[Stated task]
Find every line in the data below that contains the string "microphone", with case counting, and copy each of those lines.

[Dataset records]
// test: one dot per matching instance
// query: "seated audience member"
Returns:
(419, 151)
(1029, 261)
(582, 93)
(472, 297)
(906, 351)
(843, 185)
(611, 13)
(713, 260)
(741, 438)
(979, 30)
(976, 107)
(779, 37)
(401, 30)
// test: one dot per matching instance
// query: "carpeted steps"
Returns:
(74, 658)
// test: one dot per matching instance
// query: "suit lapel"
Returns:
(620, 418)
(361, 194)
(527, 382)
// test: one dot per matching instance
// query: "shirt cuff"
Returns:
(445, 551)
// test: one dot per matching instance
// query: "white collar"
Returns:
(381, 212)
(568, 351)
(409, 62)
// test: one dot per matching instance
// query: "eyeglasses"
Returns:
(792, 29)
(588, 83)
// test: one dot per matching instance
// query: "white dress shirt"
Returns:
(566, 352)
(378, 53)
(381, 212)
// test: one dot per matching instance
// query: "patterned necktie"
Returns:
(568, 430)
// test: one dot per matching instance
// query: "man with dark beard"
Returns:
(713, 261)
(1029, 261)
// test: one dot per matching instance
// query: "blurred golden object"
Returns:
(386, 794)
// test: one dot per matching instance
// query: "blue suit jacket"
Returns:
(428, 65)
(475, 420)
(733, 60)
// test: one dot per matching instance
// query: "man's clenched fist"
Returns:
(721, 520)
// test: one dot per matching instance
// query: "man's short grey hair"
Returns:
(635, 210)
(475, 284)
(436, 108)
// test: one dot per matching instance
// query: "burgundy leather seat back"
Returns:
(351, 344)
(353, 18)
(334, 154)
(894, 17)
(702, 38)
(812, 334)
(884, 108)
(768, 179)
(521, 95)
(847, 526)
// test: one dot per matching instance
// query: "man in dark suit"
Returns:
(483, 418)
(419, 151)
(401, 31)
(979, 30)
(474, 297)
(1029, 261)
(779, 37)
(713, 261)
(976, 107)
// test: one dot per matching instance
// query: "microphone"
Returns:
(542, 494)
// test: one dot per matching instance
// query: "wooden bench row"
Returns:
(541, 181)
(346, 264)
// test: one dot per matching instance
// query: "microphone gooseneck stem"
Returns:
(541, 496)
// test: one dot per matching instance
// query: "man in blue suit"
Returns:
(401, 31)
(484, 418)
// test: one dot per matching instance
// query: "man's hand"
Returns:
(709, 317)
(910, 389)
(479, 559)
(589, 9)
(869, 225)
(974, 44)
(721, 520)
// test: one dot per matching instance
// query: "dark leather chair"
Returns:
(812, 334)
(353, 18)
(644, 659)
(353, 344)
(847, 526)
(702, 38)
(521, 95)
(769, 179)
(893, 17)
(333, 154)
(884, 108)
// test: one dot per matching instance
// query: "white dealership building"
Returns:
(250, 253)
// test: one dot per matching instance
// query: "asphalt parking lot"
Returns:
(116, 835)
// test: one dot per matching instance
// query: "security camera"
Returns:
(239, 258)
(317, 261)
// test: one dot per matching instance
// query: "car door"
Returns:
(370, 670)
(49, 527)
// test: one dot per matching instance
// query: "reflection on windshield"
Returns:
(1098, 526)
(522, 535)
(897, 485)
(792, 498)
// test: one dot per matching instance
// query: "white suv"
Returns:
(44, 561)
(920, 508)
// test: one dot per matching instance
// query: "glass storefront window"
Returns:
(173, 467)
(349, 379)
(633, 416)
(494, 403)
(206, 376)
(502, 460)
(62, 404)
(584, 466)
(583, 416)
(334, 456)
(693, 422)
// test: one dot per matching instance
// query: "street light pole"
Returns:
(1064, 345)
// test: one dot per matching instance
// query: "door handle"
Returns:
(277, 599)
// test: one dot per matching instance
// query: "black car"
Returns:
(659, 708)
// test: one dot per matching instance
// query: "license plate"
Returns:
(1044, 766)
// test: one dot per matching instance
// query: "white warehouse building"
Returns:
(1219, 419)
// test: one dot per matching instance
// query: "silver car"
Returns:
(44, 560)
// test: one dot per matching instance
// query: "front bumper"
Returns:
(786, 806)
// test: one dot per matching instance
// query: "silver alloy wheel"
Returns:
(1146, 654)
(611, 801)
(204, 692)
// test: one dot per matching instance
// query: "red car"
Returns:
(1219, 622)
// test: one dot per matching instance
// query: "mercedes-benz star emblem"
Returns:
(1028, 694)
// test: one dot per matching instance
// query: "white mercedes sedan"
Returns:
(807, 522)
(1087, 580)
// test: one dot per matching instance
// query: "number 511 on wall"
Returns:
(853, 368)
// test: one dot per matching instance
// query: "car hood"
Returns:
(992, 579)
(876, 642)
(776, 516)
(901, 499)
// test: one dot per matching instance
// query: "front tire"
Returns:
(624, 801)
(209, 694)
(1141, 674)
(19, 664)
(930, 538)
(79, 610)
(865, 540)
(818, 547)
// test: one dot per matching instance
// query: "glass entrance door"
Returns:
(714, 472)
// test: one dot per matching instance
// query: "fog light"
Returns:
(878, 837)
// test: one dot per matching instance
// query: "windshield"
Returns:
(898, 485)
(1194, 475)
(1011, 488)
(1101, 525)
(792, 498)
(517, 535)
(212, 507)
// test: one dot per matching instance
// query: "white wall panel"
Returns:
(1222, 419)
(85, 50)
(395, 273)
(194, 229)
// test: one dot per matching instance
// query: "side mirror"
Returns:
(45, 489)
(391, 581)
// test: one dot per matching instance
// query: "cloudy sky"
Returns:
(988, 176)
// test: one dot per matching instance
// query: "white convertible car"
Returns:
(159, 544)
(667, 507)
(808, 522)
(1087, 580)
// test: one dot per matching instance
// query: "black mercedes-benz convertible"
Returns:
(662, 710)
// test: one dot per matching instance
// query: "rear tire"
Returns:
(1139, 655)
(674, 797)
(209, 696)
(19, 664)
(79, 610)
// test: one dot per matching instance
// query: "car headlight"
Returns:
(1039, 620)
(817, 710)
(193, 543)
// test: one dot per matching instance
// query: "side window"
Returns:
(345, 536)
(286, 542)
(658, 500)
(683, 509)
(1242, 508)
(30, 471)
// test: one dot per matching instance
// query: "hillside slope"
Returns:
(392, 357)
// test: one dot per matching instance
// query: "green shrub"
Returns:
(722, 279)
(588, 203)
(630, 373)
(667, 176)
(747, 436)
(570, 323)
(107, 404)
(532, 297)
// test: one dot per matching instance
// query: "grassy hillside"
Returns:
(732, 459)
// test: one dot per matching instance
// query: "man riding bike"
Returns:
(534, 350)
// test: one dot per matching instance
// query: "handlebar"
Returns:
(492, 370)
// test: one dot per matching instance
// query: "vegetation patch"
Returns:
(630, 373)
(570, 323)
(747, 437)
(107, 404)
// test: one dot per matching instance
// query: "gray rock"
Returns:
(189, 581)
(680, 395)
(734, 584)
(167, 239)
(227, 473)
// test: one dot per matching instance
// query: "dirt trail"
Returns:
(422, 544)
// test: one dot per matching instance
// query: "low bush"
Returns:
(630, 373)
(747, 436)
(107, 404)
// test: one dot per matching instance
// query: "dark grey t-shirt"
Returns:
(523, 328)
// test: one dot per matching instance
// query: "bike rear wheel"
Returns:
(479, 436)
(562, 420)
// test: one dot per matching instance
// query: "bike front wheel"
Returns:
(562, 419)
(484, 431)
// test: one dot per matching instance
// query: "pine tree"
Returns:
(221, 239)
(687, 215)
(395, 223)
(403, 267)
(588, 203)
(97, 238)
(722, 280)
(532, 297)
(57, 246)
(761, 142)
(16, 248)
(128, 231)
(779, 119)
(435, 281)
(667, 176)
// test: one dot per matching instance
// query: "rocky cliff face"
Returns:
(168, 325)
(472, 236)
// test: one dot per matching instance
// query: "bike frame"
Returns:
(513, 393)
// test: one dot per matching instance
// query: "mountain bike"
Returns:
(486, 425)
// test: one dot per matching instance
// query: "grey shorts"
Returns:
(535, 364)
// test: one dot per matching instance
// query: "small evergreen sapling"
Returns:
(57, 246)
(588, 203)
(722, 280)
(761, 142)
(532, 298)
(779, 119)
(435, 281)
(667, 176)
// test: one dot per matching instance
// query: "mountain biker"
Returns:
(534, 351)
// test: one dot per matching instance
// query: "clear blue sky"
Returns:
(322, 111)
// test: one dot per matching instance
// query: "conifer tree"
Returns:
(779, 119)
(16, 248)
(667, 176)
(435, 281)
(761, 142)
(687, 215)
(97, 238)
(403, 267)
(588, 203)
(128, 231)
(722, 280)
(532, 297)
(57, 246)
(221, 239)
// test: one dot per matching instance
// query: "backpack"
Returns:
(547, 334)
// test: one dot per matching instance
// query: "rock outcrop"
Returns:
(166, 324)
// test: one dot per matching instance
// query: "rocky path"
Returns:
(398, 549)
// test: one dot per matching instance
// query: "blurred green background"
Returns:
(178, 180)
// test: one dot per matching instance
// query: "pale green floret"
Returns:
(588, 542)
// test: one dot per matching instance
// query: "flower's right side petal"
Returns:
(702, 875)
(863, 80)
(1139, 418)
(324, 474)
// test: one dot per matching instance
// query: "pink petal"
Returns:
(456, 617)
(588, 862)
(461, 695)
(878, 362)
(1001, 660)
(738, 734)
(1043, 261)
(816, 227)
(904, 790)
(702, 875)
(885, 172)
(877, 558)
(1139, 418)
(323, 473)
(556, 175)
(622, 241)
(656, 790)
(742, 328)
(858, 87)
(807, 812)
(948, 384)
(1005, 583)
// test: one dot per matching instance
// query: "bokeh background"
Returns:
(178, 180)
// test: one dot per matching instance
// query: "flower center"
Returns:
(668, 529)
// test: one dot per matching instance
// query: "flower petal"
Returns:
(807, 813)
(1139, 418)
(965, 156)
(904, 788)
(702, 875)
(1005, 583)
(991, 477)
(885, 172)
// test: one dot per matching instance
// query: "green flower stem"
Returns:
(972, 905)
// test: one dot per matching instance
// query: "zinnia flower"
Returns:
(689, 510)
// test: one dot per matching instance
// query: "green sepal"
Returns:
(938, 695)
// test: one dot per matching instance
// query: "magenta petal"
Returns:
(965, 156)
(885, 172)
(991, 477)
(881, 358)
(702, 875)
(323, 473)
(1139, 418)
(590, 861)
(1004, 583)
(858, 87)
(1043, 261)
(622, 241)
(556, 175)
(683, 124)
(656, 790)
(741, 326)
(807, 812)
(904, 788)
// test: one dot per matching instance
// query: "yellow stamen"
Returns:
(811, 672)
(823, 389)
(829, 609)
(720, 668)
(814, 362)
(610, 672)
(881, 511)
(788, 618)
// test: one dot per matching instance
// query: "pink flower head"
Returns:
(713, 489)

[Final answer]
// query: "microphone"
// query: "microphone gooseneck stem"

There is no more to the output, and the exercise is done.